O que fazer
Transcreva fielmente o trecho do texto sobre o verão de 1971 que vai de "O que contava mesmo era se" a "diminuir a febre.".

Quando o ar era luxo

Lembro que o verão de 1971 não foi mole. Nem tanto pelas altas temperaturas, que se comparadas às de hoje, parecem piada. Não há dúvida epidérmica de que o aquecimento global é real. O que contava mesmo então, eram os conteúdos que tínhamos de entender, assimilar e, na pior das hipóteses, decorar. Em Química, Física, Matemática, Biologia, Inglês e Português. O que contava mesmo era o estresse oriundo da ansiedade que nem tinha esse nome na ocasião: os médicos falavam em fadiga.

O que contava mesmo era se você tinha memória mecânica, auditiva ou fotográfica. Alguns colegas escreviam tudo que precisavam dominar para enfrentar o vestibular na mais exclusiva universidade da capital, em que apenas 2.700 candidatos, dentre dezenas de milhares, seriam aprovados. Outros, como eu, liam todas as páginas em voz alta, porque haviam se percebido com apurado ouvido.

Os amigos que já contavam com os benefícios de um ar-condicionado, certamente levariam vantagem. Quem não tinha, se contentava com um ventilador de mesa. Havia também o centenário läpchen (dialeto alemão), um paninho umedecido que diminuía a sensação térmica quando em contato com a pele. O mesmo que se aplicava sobre a testa para diminuir a febre.

Na sala ao lado uma já popular tevê em preto e branco nos atraía para o pecado. O pecado era usufruir dos enlatados seriados americanos, deixando de lado a quermesse dos livros. Fomos todos surpreendidos com uma dura e subestimada prova de conhecimentos gerais, que envolvia História, Geografia e trivialidades. Me classifiquei em 1.100. Não tínhamos sequer um ar-condicionado.

Listagem de dados
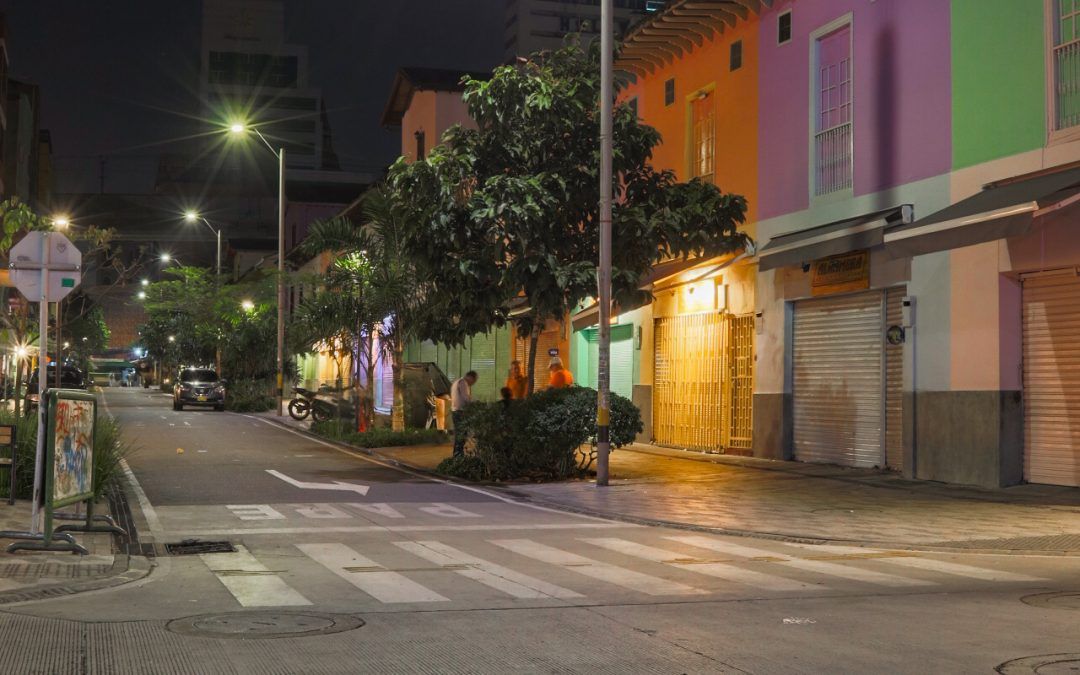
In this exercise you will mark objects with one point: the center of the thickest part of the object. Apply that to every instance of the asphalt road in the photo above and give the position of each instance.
(454, 579)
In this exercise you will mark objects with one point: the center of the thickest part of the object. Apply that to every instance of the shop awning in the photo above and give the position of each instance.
(864, 231)
(1002, 208)
(659, 273)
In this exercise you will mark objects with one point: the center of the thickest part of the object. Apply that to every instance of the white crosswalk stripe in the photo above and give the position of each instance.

Resposta do exercício
O que contava mesmo era se você tinha memória mecânica, auditiva ou fotográfica. Alguns colegas escreviam tudo que precisavam dominar para enfrentar o vestibular na mais exclusiva universidade da capital, em que apenas 2.700 candidatos, dentre dezenas de milhares, seriam aprovados. Outros, como eu, liam todas as páginas em voz alta, porque haviam se percebido com apurado ouvido.

Os amigos que já contavam com os benefícios de um ar-condicionado, certamente levariam vantagem. Quem não tinha, se contentava com um ventilador de mesa. Havia também o centenário läpchen (dialeto alemão), um paninho umedecido que diminuía a sensação térmica quando em contato com a pele. O mesmo que se aplicava sobre a testa para diminuir a febre.